Docket: IMM-5160-20
Citation: 2021 FC 753
[ENGLISH TRANSLATION]
Ottawa, Ontario, June 16, 2021
PRESENT: The Honourable Mr. Justice Gleeson
BETWEEN:
|
OSAREWINDA CHARLES UKONIWE
|
Applicant
|
and
|
THE MINISTER OF PUBLIC SAFETY
AND EMERGENCY PREPAREDNESS
|
Respondent
|
JUDGMENT AND REASONS
I.
Overview
[1]
The applicant, Osarewinda Charles Ukoniwe, is seeking judicial review pursuant to subsection 72(1) of the Immigration and Refugee Protection Act, S.C. 2001, c. 27 [IRPA].
[2]
On September 23, 2020, the Immigration and Refugee Board’s Immigration Division [ID] rejected his claim for refugee protection, finding that Mr. Ukoniwe was inadmissible to Canada under paragraph 35(1)(a) of the IRPA for his involvement in crimes against humanity while serving as a police officer in Nigeria. He contends that the ID’s decision was unreasonable.

————

Problem statement:
Continue the Federal Court judgment on Mr. Ukoniwe's judicial review, picking up after paragraph [2]. The material placed after this point comes from a separate, unrelated source.

————

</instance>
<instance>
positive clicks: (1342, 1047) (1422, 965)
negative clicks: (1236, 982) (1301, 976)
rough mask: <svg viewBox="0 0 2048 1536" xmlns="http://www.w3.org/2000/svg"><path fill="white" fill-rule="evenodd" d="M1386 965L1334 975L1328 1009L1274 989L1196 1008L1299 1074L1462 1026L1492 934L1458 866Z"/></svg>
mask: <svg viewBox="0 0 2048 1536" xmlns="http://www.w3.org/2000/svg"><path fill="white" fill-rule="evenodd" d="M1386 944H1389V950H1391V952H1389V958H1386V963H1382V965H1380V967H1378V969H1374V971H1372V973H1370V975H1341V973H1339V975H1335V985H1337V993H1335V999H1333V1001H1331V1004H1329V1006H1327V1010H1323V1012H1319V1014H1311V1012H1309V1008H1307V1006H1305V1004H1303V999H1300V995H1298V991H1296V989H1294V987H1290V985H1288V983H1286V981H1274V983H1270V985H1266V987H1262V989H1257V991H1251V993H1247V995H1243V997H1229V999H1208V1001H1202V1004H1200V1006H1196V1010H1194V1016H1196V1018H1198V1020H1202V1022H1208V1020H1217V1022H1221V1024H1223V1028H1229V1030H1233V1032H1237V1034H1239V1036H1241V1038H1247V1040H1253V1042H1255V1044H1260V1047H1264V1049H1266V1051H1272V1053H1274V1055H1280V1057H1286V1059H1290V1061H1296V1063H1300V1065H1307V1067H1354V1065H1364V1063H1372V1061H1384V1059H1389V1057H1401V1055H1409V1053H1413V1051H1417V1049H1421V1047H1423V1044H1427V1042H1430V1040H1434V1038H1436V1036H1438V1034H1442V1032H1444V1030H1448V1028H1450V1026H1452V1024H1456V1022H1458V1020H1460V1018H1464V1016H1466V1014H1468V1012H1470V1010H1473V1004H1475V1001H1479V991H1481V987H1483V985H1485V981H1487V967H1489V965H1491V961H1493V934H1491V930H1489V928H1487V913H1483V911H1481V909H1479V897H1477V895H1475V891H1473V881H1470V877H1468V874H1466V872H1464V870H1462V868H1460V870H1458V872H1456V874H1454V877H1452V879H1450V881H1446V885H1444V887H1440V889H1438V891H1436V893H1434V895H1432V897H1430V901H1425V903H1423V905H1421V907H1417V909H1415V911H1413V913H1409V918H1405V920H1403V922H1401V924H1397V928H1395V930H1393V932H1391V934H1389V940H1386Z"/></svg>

————

Answer to the exercise:
[3]
Having carefully considered the record and submissions of both parties, I have come to the conclusion that this application must be dismissed. For the reasons that follow, I am satisfied that the ID reasonably weighed the relevant factors in determining that Mr. Ukoniwe made a knowing and significant contribution to the crimes committed by the Nigeria Police Force [NPF].
II.
Background
[4]
Mr. Ukoniwe is former Nigerian police officer. He joined the NPF in 2001 and in 2005 became a member of a special force — the 25th Mobile Police Force [MOPOL]. The MOPOL is a specialized anti-riot unit.
[5]
Mr. Ukoniwe received combat training with the 25th Squadron of the MOPOL force, with which he remained until 2010, at which time he began a training phase for his planned deployment with the United Nations in 2011. After his deployment and return to Nigeria in 2012, he rejoined the MOPOL unit, this time with the 31st Squadron. He was promoted to sergeant in 2014. As a sergeant, he was responsible for supervising between seven and eleven police officers.
[6]
Mr. Ukoniwe reported that in 2016 he investigated homicides of individuals killed by cult members. From that moment on, he claims that his life was in danger. He received several anonymous phone calls, and his house was set on fire in 2017.
[7]
Mr. Ukoniwe left Nigeria for the United States on March 5, 2018. He arrived in Canada on June 6, 2018, at which time he filed his claim for refugee protection.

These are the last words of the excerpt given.